• _Written exercise_
In the data listing below, substitute "give the x and y coordinates" for every occurrence of "report x and y" and leave everything else unchanged.

(Data listing)
>> Start

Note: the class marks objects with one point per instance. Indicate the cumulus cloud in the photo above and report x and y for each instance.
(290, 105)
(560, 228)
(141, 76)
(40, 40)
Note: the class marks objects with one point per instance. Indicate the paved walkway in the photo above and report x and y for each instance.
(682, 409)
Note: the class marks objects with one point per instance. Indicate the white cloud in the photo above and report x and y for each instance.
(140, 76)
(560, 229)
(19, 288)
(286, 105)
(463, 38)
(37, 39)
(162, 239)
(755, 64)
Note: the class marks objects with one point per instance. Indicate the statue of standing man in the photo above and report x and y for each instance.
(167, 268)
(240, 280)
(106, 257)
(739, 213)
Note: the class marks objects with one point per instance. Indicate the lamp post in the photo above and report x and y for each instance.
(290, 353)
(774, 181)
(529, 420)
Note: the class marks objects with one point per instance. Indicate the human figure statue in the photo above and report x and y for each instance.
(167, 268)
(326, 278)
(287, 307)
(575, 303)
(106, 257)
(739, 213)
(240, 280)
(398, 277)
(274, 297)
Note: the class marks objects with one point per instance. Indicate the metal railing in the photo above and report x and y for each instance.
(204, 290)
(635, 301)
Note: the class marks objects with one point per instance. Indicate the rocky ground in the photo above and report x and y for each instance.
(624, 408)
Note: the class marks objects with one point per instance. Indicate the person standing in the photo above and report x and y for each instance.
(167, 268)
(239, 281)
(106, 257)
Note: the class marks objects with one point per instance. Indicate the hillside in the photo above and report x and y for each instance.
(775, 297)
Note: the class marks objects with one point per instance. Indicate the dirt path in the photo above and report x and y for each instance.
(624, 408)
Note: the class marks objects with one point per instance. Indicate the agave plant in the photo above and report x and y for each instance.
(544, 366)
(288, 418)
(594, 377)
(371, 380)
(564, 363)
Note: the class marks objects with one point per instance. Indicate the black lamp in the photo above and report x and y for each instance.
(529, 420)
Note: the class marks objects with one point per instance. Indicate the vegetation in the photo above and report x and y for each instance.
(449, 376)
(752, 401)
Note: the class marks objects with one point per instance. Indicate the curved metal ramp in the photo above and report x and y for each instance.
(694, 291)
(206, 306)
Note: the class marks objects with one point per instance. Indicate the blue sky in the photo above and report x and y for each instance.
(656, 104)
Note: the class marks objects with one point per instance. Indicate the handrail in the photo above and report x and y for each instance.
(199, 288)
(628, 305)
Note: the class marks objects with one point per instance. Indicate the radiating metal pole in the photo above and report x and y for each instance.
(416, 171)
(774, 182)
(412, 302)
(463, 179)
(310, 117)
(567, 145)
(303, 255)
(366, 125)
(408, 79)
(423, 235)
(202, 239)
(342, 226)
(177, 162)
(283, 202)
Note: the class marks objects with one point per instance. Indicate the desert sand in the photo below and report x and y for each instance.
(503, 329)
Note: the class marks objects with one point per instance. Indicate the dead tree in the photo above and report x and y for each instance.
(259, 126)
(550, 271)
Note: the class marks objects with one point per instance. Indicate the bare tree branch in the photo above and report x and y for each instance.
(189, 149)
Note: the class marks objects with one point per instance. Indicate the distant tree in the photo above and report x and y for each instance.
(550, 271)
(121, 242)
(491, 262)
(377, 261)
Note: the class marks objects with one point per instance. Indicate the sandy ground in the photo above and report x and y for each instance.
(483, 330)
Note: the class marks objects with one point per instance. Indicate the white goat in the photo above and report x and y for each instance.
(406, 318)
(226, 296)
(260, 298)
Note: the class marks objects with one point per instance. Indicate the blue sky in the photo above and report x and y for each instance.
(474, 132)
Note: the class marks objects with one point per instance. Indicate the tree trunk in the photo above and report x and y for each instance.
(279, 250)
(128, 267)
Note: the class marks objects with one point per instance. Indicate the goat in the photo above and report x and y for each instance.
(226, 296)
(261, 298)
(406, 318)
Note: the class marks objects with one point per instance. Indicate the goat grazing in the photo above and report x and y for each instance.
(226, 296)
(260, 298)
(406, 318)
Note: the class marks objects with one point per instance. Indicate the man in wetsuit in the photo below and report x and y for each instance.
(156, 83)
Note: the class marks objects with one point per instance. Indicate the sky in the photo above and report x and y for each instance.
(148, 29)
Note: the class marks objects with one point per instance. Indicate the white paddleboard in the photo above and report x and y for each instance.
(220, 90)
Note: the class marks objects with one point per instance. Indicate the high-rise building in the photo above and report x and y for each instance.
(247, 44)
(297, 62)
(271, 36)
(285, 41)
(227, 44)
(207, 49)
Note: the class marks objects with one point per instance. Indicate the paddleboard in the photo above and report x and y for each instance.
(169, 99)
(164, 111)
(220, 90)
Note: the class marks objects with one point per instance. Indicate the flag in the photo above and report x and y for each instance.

>> End

• _Solution for this task_
Note: the class marks objects with one point per instance. Indicate the cumulus cloud in the photo above and give the x and y coordinates for each instance.
(290, 105)
(560, 228)
(141, 76)
(40, 40)
Note: the class marks objects with one point per instance. Indicate the paved walkway in the photo above and give the x and y coordinates for each instance.
(682, 409)
Note: the class marks objects with one point per instance. Indicate the white cloud in the photo above and give the x and y coordinates for each instance.
(140, 76)
(560, 229)
(19, 288)
(286, 105)
(463, 38)
(37, 39)
(162, 239)
(755, 64)
Note: the class marks objects with one point per instance. Indicate the statue of standing man in the photo above and give the x and y coordinates for each instance.
(167, 268)
(240, 280)
(106, 257)
(739, 213)
Note: the class marks objects with one point per instance. Indicate the lamp post in the photo above and give the x and y coordinates for each instance.
(290, 353)
(774, 181)
(529, 420)
Note: the class marks objects with one point per instance. Indicate the human figure statue in the photo above and give the x and y coordinates for each instance.
(167, 268)
(326, 278)
(287, 307)
(575, 303)
(106, 257)
(739, 213)
(240, 280)
(398, 277)
(274, 297)
Note: the class marks objects with one point per instance. Indicate the metal railing in the photo above and give the x and y coordinates for each instance.
(204, 290)
(635, 301)
Note: the class marks objects with one point per instance. Indicate the rocky ground in the photo above and give the x and y coordinates for each instance.
(624, 408)
Note: the class marks objects with one point per instance. Indicate the person standing in the photo above and give the x and y coordinates for each instance.
(167, 268)
(239, 281)
(106, 257)
Note: the class marks objects with one point per instance. Indicate the hillside in the photo above and give the x and y coordinates for each instance.
(775, 297)
Note: the class marks objects with one point per instance. Indicate the dirt path in the photo above and give the x and y coordinates for each instance.
(624, 408)
Note: the class marks objects with one point per instance. Indicate the agave plant in the photo above and give the x and y coordinates for each instance.
(544, 366)
(288, 418)
(594, 377)
(371, 380)
(564, 363)
Note: the class marks objects with one point per instance. Indicate the black lamp in the photo above and give the x and y coordinates for each instance.
(529, 420)
Note: the class marks objects with one point per instance. Indicate the vegetation in the photo above and give the x and y coordinates for each instance.
(449, 376)
(752, 401)
Note: the class marks objects with one point per instance. Indicate the curved metal ramp in the photo above and give the x and y coordinates for each instance.
(694, 291)
(206, 306)
Note: the class marks objects with one point per instance. Indicate the blue sky in the photo above and give the x and y coordinates for each instance.
(656, 104)
Note: the class marks objects with one point per instance. Indicate the handrail in the photo above and give the x and y coordinates for each instance.
(199, 288)
(628, 305)
Note: the class marks objects with one point per instance. Indicate the radiating metal pole in the photo above and give the x and y coordinates for each instance.
(416, 171)
(774, 182)
(412, 302)
(463, 179)
(310, 117)
(567, 145)
(303, 255)
(366, 125)
(408, 79)
(423, 235)
(202, 239)
(342, 226)
(177, 162)
(283, 202)
Note: the class marks objects with one point per instance. Indicate the desert sand in the photo below and give the x and y coordinates for each instance.
(503, 329)
Note: the class marks objects with one point per instance. Indicate the dead tree in the photo above and give the x and y coordinates for each instance.
(259, 126)
(550, 271)
Note: the class marks objects with one point per instance. Indicate the bare tree branch in the photo above and give the x and y coordinates for each instance.
(189, 149)
Note: the class marks objects with one point per instance. Indicate the distant tree in the photo above and give the x and y coordinates for each instance.
(550, 271)
(121, 242)
(491, 262)
(377, 261)
Note: the class marks objects with one point per instance. Indicate the sandy ground in the photo above and give the x and y coordinates for each instance.
(483, 330)
Note: the class marks objects with one point per instance. Indicate the white goat in the photo above and give the x and y coordinates for each instance.
(406, 318)
(226, 296)
(260, 298)
Note: the class marks objects with one point per instance. Indicate the blue sky in the photo above and give the x and y coordinates for each instance.
(474, 132)
Note: the class marks objects with one point per instance. Indicate the tree trunk in the photo above and give the x and y coordinates for each instance.
(279, 250)
(128, 267)
Note: the class marks objects with one point per instance. Indicate the goat in the photo above and give the x and y coordinates for each instance.
(226, 296)
(261, 298)
(406, 318)
Note: the class marks objects with one point per instance. Indicate the goat grazing in the photo above and give the x and y coordinates for each instance.
(226, 296)
(260, 298)
(406, 318)
Note: the class marks objects with one point per instance. Indicate the man in wetsuit in the photo below and give the x and y coordinates for each instance.
(156, 83)
Note: the class marks objects with one point per instance. Indicate the sky in the photo above and give the x and y coordinates for each instance.
(148, 29)
Note: the class marks objects with one point per instance. Indicate the white paddleboard in the photo above and give the x and y coordinates for each instance.
(220, 90)
Note: the class marks objects with one point per instance. Indicate the high-rise building in the photo above and give the x and y coordinates for each instance.
(247, 44)
(297, 62)
(271, 36)
(285, 41)
(227, 44)
(207, 49)
Note: the class marks objects with one point per instance. Indicate the paddleboard in the photo above and give the x and y coordinates for each instance.
(169, 99)
(164, 111)
(220, 90)
Note: the class marks objects with one point per instance. Indicate the flag in the photo above and give the x and y coordinates for each instance.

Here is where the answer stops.